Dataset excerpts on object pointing
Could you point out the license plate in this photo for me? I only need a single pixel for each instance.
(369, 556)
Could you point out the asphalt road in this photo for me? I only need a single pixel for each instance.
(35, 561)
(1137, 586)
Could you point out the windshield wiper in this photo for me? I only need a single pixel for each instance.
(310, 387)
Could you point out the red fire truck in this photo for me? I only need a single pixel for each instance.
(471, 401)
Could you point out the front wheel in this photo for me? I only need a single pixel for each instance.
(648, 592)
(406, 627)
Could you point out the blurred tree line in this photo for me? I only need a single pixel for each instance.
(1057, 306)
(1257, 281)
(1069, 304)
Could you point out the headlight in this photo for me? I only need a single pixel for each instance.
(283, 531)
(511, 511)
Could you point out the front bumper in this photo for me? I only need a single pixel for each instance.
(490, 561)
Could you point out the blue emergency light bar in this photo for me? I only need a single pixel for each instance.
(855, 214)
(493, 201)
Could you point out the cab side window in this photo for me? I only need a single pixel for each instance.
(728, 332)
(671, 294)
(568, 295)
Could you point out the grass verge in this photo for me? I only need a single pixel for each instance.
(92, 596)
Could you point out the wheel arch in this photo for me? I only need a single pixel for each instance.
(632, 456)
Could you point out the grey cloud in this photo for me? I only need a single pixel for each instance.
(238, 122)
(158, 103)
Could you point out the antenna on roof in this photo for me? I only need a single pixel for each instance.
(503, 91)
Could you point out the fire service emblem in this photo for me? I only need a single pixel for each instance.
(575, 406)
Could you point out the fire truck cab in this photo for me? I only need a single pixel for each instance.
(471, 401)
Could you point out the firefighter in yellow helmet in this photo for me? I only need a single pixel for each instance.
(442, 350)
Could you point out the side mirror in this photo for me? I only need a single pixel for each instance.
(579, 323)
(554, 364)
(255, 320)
...
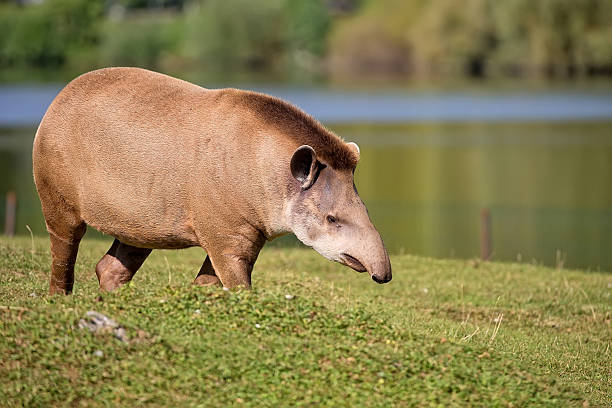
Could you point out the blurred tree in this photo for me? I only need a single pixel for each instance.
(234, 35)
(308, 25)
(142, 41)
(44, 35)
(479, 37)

The request
Reproduce the part of the material that opens with the line containing "Could you point out the license" and closes with the line containing "(1137, 586)", both ends included.

The answer
Could you point out the license plate in this photo for me? I only need a single pixel for each instance.
(369, 556)
Could you point out the asphalt road in this photo for me? I only need a single pixel for each instance.
(35, 561)
(1137, 586)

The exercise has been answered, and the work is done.